Data items
----------
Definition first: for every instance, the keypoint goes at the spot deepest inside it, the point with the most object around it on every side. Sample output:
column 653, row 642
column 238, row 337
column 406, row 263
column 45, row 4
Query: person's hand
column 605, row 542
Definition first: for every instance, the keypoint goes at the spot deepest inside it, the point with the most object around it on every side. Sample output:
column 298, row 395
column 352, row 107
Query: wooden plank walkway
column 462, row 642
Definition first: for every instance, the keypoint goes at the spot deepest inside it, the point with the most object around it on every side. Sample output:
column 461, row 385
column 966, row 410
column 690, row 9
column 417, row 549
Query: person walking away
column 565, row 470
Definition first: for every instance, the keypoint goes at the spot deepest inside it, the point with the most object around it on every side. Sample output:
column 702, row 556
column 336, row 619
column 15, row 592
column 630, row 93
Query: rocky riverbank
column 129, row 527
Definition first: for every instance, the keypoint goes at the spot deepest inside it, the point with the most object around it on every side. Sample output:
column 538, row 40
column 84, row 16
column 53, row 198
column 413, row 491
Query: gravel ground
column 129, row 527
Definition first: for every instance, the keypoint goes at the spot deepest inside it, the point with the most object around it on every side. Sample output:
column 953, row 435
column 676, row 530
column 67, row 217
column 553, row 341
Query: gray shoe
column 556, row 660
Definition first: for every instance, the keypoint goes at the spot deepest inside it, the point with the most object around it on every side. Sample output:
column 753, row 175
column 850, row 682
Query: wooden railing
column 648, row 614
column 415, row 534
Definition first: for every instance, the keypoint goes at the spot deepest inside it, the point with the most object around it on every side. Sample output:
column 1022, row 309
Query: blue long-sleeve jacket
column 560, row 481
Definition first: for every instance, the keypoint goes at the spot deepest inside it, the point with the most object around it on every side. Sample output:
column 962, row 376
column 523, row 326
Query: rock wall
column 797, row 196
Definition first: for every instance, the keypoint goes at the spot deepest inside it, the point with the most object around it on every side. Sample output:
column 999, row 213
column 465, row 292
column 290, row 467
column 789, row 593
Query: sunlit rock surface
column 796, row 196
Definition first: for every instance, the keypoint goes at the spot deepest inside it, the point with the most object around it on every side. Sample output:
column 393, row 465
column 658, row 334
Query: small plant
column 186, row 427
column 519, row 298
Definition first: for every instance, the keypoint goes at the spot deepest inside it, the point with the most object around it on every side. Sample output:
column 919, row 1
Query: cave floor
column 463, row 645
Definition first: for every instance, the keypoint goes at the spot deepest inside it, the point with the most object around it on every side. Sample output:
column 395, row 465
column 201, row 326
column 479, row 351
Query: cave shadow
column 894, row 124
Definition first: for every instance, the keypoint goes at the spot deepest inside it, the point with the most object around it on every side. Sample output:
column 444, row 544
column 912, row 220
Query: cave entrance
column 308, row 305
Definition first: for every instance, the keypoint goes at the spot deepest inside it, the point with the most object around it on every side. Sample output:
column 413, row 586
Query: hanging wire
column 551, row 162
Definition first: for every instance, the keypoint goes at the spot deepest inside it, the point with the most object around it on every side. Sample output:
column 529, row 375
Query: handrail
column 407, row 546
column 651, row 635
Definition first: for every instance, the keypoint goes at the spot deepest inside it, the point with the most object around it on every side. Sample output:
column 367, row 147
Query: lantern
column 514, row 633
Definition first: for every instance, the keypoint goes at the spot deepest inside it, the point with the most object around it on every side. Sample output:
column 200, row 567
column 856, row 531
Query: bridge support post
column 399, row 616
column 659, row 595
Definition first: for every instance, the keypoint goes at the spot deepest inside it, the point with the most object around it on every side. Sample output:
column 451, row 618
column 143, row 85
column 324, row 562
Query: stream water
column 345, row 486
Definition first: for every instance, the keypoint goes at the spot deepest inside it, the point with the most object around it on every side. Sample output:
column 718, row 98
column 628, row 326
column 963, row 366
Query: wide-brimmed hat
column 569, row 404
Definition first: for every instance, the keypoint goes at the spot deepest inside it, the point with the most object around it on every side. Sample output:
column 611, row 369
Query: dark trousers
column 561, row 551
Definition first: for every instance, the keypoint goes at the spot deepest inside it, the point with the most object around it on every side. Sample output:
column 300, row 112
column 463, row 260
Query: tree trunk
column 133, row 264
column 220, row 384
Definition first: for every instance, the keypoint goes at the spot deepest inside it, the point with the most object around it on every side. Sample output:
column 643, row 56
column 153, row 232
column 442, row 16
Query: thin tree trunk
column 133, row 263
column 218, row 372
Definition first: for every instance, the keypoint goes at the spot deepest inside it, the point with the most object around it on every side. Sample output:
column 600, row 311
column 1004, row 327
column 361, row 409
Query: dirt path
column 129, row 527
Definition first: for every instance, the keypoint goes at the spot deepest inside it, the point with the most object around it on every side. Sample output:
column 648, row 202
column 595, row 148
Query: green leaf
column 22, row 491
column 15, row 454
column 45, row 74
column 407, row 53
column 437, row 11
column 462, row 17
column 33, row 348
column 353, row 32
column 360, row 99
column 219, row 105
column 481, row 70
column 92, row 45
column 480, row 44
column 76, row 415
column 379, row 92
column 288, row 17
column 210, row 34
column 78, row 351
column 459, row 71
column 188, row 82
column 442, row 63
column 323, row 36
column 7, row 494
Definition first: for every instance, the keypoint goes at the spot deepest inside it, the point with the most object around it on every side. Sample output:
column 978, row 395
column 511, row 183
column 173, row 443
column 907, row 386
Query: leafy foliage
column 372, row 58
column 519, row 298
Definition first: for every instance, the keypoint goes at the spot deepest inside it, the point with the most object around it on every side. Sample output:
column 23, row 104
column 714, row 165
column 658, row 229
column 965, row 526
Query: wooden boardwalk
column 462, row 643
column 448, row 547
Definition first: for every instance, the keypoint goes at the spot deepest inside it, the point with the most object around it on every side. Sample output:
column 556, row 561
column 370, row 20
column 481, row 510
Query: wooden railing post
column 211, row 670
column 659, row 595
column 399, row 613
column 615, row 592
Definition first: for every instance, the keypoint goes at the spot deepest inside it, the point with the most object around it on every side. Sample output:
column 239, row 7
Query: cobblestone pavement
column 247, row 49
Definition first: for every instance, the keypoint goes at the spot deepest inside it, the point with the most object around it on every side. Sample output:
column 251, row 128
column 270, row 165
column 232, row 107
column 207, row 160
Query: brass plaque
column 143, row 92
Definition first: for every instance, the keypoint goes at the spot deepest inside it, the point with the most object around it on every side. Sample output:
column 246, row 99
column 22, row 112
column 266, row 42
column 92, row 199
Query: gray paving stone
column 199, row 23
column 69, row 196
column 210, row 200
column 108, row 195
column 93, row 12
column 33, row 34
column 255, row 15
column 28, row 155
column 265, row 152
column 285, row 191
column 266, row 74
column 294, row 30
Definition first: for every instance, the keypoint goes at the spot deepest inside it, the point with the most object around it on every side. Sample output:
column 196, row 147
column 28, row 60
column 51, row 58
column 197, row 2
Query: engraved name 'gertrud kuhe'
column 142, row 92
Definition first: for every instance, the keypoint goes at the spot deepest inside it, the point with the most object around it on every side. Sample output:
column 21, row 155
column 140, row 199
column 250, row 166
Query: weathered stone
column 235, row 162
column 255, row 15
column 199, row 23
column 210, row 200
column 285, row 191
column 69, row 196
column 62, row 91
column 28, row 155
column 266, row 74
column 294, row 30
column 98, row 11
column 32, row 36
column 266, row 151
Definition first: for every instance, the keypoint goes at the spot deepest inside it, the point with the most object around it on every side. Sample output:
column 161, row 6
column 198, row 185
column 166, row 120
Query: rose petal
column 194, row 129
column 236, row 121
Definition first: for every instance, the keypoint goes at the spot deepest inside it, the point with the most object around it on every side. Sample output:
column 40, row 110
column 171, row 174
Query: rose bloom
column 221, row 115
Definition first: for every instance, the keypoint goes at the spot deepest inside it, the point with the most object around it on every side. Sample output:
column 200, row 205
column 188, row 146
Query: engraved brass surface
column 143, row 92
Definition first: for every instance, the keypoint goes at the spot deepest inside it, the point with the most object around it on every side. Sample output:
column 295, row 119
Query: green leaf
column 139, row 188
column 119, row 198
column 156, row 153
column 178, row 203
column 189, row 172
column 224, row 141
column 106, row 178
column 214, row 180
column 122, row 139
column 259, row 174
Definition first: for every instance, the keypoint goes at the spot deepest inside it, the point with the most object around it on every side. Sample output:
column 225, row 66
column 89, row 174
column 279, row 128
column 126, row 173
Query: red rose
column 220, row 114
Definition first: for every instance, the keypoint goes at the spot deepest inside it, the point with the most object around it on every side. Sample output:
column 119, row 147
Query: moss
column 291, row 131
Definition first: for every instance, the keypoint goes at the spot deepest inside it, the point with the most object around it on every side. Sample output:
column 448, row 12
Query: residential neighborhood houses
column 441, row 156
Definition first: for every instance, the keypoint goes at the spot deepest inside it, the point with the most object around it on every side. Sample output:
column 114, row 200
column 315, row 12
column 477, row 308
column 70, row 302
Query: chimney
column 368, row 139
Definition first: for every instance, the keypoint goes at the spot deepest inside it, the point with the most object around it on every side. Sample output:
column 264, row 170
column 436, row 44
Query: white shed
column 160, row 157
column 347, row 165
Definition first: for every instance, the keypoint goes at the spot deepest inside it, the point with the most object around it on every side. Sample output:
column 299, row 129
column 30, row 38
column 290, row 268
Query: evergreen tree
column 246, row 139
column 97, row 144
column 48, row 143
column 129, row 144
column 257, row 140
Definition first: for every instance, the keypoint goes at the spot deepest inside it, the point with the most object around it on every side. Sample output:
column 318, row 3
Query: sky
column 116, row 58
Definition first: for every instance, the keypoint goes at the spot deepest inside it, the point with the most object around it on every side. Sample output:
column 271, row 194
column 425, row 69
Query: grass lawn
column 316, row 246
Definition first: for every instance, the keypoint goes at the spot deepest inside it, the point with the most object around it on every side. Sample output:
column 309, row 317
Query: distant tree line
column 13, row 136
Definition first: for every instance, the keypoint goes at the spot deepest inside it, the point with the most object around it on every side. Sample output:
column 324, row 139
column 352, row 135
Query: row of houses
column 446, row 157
----------
* **TASK PROMPT**:
Extract the lines of the records from the first one up to and including the line with "column 415, row 534", reproducing each line without any change.

* **REPLY TO THE TASK**:
Definition first: for every instance, the keypoint goes at the spot deepest inside it, the point with the most object around it on every side. Sample output:
column 653, row 642
column 238, row 337
column 406, row 263
column 45, row 4
Query: person's hand
column 605, row 542
Definition first: for every instance, the keypoint goes at the spot deepest inside it, the point with the most object around it on every side. Sample output:
column 298, row 395
column 352, row 107
Query: wooden plank walkway
column 462, row 642
Definition first: for every instance, the keypoint goes at the spot deepest inside it, the point with the most object around it on every side. Sample output:
column 461, row 385
column 966, row 410
column 690, row 9
column 417, row 549
Query: person walking away
column 565, row 470
Definition first: for every instance, the keypoint goes at the spot deepest inside it, the point with the most object around it on every side. Sample output:
column 702, row 556
column 336, row 619
column 15, row 592
column 630, row 93
Query: rocky riverbank
column 129, row 527
Definition first: for every instance, the keypoint goes at the spot deepest inside it, the point with the most object around it on every side. Sample output:
column 538, row 40
column 84, row 16
column 53, row 198
column 413, row 491
Query: gravel ground
column 129, row 527
Definition first: for every instance, the keypoint goes at the spot deepest inside it, the point with the most object around it on every side. Sample output:
column 953, row 435
column 676, row 530
column 67, row 217
column 553, row 341
Query: gray shoe
column 556, row 660
Definition first: for every instance, the keypoint goes at the spot deepest inside it, the point with the most object around it on every side. Sample output:
column 753, row 175
column 850, row 682
Query: wooden railing
column 648, row 614
column 415, row 534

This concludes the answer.